Copy every one of these entries word for word, omitting the pictures.
══ Excerpted data
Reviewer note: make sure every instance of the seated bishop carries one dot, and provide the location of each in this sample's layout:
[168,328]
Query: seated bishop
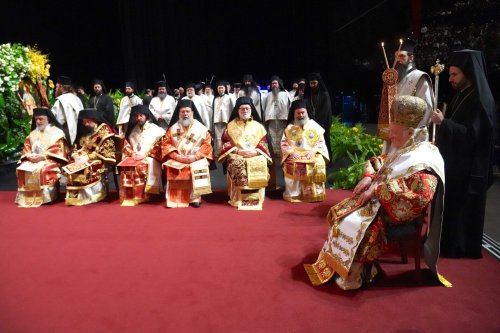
[187,150]
[304,155]
[140,175]
[45,150]
[93,151]
[245,154]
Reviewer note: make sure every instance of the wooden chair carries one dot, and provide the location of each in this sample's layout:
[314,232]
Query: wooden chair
[410,233]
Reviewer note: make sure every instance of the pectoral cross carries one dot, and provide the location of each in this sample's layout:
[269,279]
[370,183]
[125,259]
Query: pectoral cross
[190,138]
[177,133]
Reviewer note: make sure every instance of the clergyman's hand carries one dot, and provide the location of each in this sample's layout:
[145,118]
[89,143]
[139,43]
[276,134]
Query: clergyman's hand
[363,185]
[437,117]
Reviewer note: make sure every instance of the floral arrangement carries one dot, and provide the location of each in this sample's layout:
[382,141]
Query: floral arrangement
[14,65]
[23,69]
[356,146]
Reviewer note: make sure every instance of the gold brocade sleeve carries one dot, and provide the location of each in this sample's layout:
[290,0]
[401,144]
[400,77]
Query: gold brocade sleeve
[155,151]
[404,199]
[373,165]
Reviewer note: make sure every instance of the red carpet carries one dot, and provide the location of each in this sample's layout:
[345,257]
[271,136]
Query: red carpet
[106,268]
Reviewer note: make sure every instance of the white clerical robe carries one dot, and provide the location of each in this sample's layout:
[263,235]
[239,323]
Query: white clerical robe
[256,99]
[277,106]
[163,108]
[126,105]
[66,109]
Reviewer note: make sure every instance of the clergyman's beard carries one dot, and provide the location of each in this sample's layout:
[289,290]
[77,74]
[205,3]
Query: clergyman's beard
[186,122]
[275,91]
[403,70]
[41,128]
[88,130]
[301,122]
[248,90]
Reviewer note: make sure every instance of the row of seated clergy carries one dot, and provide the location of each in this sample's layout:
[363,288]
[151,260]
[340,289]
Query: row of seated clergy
[187,151]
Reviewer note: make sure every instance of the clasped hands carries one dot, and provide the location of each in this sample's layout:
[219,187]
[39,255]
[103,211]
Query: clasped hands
[308,156]
[247,153]
[186,159]
[365,191]
[79,158]
[34,158]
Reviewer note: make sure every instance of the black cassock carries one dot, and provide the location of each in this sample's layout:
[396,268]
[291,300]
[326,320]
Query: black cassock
[465,140]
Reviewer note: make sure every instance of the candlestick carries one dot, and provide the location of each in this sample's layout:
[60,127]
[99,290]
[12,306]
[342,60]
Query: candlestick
[385,55]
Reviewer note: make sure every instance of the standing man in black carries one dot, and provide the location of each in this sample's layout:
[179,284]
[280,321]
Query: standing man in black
[319,104]
[465,139]
[102,102]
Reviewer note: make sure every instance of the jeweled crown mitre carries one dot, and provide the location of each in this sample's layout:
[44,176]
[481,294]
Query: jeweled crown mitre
[408,111]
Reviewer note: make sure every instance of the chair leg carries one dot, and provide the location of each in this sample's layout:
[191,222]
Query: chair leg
[402,250]
[418,271]
[115,178]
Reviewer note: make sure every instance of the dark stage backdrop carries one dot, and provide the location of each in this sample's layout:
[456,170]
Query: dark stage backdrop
[195,40]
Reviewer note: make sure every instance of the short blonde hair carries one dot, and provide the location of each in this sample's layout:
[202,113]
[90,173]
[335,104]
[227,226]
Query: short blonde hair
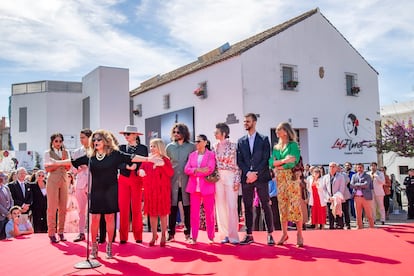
[159,144]
[109,140]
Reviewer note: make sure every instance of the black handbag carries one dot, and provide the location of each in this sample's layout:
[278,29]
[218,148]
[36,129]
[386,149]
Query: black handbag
[214,176]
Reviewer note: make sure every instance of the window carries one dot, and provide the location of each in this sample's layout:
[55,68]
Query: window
[289,77]
[86,113]
[403,169]
[22,119]
[166,101]
[352,88]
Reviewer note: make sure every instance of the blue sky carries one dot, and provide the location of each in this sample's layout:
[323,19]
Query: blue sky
[66,39]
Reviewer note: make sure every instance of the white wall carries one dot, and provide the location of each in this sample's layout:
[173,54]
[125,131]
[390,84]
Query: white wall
[108,89]
[47,113]
[252,83]
[224,97]
[324,98]
[401,112]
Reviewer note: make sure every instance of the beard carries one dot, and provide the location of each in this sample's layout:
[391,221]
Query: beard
[177,139]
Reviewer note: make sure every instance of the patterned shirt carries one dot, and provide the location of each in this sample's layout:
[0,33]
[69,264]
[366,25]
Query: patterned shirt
[226,156]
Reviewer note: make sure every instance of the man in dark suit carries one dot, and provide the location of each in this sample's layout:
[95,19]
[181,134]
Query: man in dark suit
[253,152]
[6,202]
[21,192]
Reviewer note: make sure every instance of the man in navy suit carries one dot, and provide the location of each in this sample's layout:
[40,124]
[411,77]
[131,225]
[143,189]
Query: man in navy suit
[253,153]
[21,192]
════
- _Exercise solution_:
Reviewer note: make sure every instance of the seated bishop carries one dot, and provide the location of each in this sample's layout:
[168,328]
Query: seated bishop
[187,150]
[304,155]
[140,175]
[45,150]
[93,151]
[245,154]
Reviewer note: make sure every instance of the wooden chair carries one dot, and provide the location of each in this sample's layout:
[314,232]
Query: wooden chair
[410,233]
Reviewer note: make sure every instance of the pectoral cross carries one dot, and provide the location of each in this sample's layout:
[269,279]
[370,183]
[125,259]
Query: pectoral cross
[190,138]
[177,133]
Reviewer note: make sure every instance of the clergyman's hand carries one dot, and provide the location of each in this sample's layout:
[145,118]
[89,143]
[139,43]
[276,134]
Query: clergyman's hand
[363,185]
[437,117]
Reviewer note: make sure every instance of the floral arrangement carries one dot, and provide the location of each in this sample's layout:
[382,141]
Query: floral arrangement
[14,65]
[23,69]
[356,146]
Reviewer note: make sure every instance of the gold brocade sleeve carries one dot, and provide the location of each in this sample's layout:
[290,0]
[401,144]
[400,77]
Query: gold brocade sleeve
[155,151]
[404,199]
[373,165]
Reviewer note: make sure every instance of the red carpet carries one dot, and provide the location of each in this sample's layout:
[345,257]
[271,136]
Query: red carpet
[106,268]
Reviewer note: make sure every instance of the white clerical robe carries one dot, and provide the location of each in this sample's layout:
[263,235]
[239,323]
Query: white clerical robe
[256,99]
[277,106]
[163,108]
[126,105]
[66,109]
Reviewer note: make sure every instance of the clergyman's beard carries one dot, and provide the location of each in this sample's layout:
[289,290]
[77,74]
[205,3]
Query: clergyman's beard
[186,122]
[275,91]
[403,70]
[41,128]
[88,130]
[301,122]
[248,90]
Reviewer note: make sure every instance of the row of seated clergy carries one dot, and provide the location of each in this sample's layout:
[363,288]
[151,260]
[340,289]
Query: row of seated clergy
[187,151]
Reviewer note: make sure every instance of the clasped hands carries one dot, and provide the location of each in this sample's layout:
[219,187]
[39,255]
[103,211]
Query: clasped hands
[308,156]
[247,153]
[186,159]
[365,191]
[79,158]
[34,158]
Reviewer note: make sure every instance of the black cassock carries one dot, and provide the location of each in this sample's layout:
[396,268]
[291,300]
[326,320]
Query: black cassock
[465,140]
Reviewer note: make sure every instance of the candlestick carries one dot, and provide the location of each in this sample's layout:
[60,127]
[99,290]
[12,306]
[342,60]
Query: candlestick
[385,55]
Reviewer note: make sure every instance of the standing man in black carries one dot, and provide the location of each in this sample's layout:
[179,284]
[280,321]
Query: standing man in black
[319,104]
[465,139]
[102,102]
Reviewer note: make sure every instance of the jeweled crown mitre carries one dot, and provide the location of each in this sample's layout:
[44,176]
[481,294]
Query: jeweled crown mitre
[408,111]
Reviewer note: make sure every instance of the chair leg carries one dot, and provide the location of each in this sample's layout:
[191,222]
Query: chair leg
[402,250]
[418,271]
[115,178]
Reviewer note: make sure every instance of the dark stage backdrop carries one dot, and provide the location of each in this sample's layout:
[456,170]
Query: dark stage backdrop
[195,40]
Reviewer note: make sure every instance of the short blonde hair carries one dot, and provide the location of each in this sample's layout:
[202,113]
[90,173]
[335,104]
[227,226]
Query: short blonde hair
[159,144]
[109,140]
Reviewer note: make sure every instance of the black handbag carries one dot, and provide the location of each in this sample's layout:
[278,29]
[218,148]
[36,129]
[386,149]
Query: black handbag
[214,176]
Reviewer note: make sure every instance of the window carries one dot, and provide the location of each in this sample's layout:
[55,68]
Query: window
[289,77]
[86,113]
[403,169]
[22,119]
[166,101]
[352,88]
Reviewer note: make sure every instance of the blue sky carries one dot, and provide the location of each in this sample's layout:
[323,19]
Query: blue sky
[66,39]
Reviewer note: make sure every instance of the white wall carries one dot, and provide the location of each in this sample's layout:
[173,54]
[125,131]
[390,84]
Query: white wall
[108,89]
[47,113]
[252,83]
[224,97]
[324,98]
[401,112]
Reviewer note: make sure every instance of the beard carries one dot, and provide the location of each in this sample's layout:
[391,221]
Query: beard
[177,139]
Reviewer note: make sure every instance of the patterned shirt carries one dot, and provide the location of each in this sample's layout:
[0,33]
[69,264]
[366,25]
Query: patterned shirt
[226,156]
Reviewer note: make sure every instance of the man in dark suit carries one dot, and provide the location of each in this sample's layout:
[95,19]
[181,134]
Query: man in dark suit
[253,152]
[6,202]
[21,192]
Reviewer note: make sure every instance of the man in navy suit carries one dot, and provide the location of each in this sample's layout:
[40,124]
[411,77]
[131,225]
[143,189]
Query: man in navy suit
[253,153]
[21,192]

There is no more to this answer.